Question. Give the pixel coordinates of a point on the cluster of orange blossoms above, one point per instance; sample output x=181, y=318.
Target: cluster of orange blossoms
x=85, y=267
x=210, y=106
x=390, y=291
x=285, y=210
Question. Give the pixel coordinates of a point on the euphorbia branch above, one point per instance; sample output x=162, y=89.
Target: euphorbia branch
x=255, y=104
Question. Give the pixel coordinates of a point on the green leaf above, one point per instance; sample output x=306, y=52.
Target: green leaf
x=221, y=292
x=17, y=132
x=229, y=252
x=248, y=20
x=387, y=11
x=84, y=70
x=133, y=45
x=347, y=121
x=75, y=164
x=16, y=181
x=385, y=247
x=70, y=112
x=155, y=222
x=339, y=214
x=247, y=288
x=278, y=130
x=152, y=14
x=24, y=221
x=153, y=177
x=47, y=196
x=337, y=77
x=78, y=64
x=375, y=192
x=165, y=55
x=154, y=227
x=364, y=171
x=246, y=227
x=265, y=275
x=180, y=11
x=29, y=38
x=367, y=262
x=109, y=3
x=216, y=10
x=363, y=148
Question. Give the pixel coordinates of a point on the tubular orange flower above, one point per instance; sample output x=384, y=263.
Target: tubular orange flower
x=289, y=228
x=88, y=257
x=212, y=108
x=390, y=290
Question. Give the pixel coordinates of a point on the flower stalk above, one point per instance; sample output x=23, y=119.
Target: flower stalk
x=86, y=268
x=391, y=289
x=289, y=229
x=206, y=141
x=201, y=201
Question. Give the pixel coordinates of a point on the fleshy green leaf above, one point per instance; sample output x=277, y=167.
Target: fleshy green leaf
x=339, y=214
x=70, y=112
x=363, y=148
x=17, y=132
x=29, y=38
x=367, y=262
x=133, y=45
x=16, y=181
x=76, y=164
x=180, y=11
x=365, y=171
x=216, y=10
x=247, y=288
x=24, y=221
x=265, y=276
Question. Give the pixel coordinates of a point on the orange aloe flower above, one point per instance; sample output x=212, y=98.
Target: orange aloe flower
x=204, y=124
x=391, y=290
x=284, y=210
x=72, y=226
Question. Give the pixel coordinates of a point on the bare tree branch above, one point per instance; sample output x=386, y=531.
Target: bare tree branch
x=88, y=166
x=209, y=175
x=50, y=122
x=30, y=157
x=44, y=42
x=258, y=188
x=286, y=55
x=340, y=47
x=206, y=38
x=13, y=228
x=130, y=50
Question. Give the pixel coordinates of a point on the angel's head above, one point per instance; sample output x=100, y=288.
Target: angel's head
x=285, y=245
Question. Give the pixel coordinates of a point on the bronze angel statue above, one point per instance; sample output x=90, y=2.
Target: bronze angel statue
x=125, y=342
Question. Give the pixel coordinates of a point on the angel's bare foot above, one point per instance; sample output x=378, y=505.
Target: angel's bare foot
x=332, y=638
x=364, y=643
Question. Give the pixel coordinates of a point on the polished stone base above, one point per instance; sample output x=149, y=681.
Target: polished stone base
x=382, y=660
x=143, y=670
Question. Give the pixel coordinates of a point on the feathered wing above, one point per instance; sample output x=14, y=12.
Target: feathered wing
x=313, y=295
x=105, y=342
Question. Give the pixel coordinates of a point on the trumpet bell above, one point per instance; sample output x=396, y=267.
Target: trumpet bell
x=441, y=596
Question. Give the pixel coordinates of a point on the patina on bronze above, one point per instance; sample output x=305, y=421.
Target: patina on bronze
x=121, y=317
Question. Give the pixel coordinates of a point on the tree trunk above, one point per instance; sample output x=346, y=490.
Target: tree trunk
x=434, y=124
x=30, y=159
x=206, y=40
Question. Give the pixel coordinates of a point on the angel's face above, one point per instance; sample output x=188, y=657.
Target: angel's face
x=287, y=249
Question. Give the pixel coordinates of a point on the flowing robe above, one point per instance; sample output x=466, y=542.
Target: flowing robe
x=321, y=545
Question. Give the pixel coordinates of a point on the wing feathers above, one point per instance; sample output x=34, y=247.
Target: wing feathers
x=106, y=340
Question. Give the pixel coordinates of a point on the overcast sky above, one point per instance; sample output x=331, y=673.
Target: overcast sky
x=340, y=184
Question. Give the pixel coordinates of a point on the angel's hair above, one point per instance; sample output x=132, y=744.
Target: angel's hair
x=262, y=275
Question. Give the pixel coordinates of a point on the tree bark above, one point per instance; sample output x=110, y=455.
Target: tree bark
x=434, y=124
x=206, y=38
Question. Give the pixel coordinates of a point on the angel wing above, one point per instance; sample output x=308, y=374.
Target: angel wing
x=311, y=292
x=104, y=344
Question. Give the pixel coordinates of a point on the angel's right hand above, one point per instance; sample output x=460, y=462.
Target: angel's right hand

### YOUR OBJECTIVE
Copy the records word for word.

### EXERCISE RESULT
Question. Give the pixel coordinates of a point on the cluster of orange blossoms above, one point per instance; sample output x=181, y=318.
Target: cluster of orange blossoms
x=85, y=267
x=210, y=106
x=390, y=291
x=285, y=210
Question. Give the pixel coordinates of a point on the euphorbia branch above, one point per instance; sample output x=162, y=89.
Target: euphorbia branch
x=255, y=104
Question. Give the pixel coordinates of a point on the green leaf above, one point per instance; sample output x=306, y=52.
Target: green leaf
x=221, y=292
x=17, y=132
x=229, y=252
x=248, y=20
x=387, y=11
x=84, y=70
x=133, y=45
x=347, y=121
x=75, y=164
x=16, y=181
x=385, y=247
x=70, y=112
x=155, y=222
x=339, y=214
x=247, y=288
x=278, y=130
x=152, y=14
x=24, y=221
x=153, y=177
x=47, y=196
x=337, y=77
x=78, y=64
x=375, y=192
x=165, y=55
x=154, y=227
x=364, y=171
x=246, y=227
x=265, y=275
x=180, y=11
x=29, y=38
x=367, y=262
x=109, y=3
x=216, y=10
x=363, y=148
Question. Give the pixel coordinates of a point on the tubular orange flower above, one point per instance; sample output x=384, y=263.
Target: tubular orange flower
x=289, y=228
x=88, y=257
x=212, y=108
x=390, y=290
Question. Give the pixel coordinates of a point on the flower stalk above, one point per instance; sample output x=23, y=119.
Target: flower stalk
x=86, y=268
x=391, y=289
x=289, y=229
x=206, y=141
x=201, y=201
Question. Give the pixel coordinates of a point on the fleshy green leaf above, one point per instance; sample output x=277, y=167.
Target: fleshy green leaf
x=339, y=214
x=70, y=112
x=363, y=148
x=17, y=132
x=29, y=38
x=367, y=262
x=133, y=45
x=16, y=181
x=76, y=164
x=180, y=11
x=365, y=171
x=216, y=10
x=247, y=288
x=24, y=221
x=265, y=276
Question. Give the pixel coordinates of a point on the orange aloe flower above, one point per instance; sample output x=212, y=98.
Target: orange aloe flower
x=204, y=124
x=391, y=290
x=284, y=210
x=72, y=226
Question. Give the pixel coordinates of a point on the bare tree branch above, one point per instance; sample output x=386, y=531.
Target: bare tree branch
x=88, y=166
x=209, y=175
x=50, y=122
x=30, y=157
x=44, y=42
x=258, y=188
x=286, y=55
x=340, y=47
x=206, y=38
x=13, y=228
x=130, y=50
Question. Give the pixel coordinates of a point on the angel's head above, one point per instance; sample output x=100, y=288.
Target: angel's head
x=285, y=245
Question. Give the pixel coordinates of a point on the bronze angel statue above, one point per instance; sample output x=90, y=2.
Target: bronze angel statue
x=125, y=342
Question. Give the pixel coordinates of a point on the angel's bare foot above, one point per instance; sample output x=378, y=505.
Target: angel's bare foot
x=332, y=638
x=364, y=643
Question. Give the pixel coordinates of a point on the polished stone base above, one point per instance; sample output x=149, y=681.
Target: polished stone base
x=382, y=660
x=143, y=670
Question. Give the pixel coordinates of a point on the feathered wing above, one point per instance; sample output x=14, y=12.
Target: feathered wing
x=313, y=295
x=105, y=342
Question. Give the pixel coordinates of a point on the trumpet bell above, one point per instance; sample output x=396, y=267.
Target: trumpet bell
x=441, y=596
Question. Give the pixel coordinates of a point on the patina on bronze above, one point per instance; sample output x=305, y=421.
Target: patina on bronze
x=121, y=317
Question. Give the pixel coordinates of a point on the tree trunk above, one point per instance; sample output x=346, y=490.
Target: tree trunk
x=434, y=124
x=30, y=159
x=206, y=40
Question. Give the pixel coordinates of a point on the angel's face above, one point per instance; sample output x=188, y=657.
Target: angel's face
x=287, y=249
Question. Give the pixel coordinates of a point on the flowing robe above, one point per instance; sample output x=466, y=542.
Target: flowing robe
x=321, y=545
Question. Give the pixel coordinates of a point on the wing feathers above, one point per instance; sample output x=34, y=247.
Target: wing feathers
x=106, y=340
Question. Give the pixel coordinates of a point on the overcast sky above, one point per instance; sample output x=331, y=673.
Target: overcast sky
x=340, y=184
Question. Give the pixel coordinates of a point on the angel's hair above, one point per instance; sample output x=132, y=744.
Target: angel's hair
x=262, y=275
Question. Give the pixel coordinates of a point on the tree bark above, one point per instance; sample output x=110, y=455.
Target: tree bark
x=434, y=124
x=206, y=38
Question. Give the pixel coordinates of a point on the angel wing above, one point per instance; sample output x=308, y=374.
Target: angel wing
x=311, y=292
x=104, y=344
Question. Give the pixel coordinates of a point on the angel's right hand above, one point per instance; sample output x=460, y=462.
Target: angel's right hand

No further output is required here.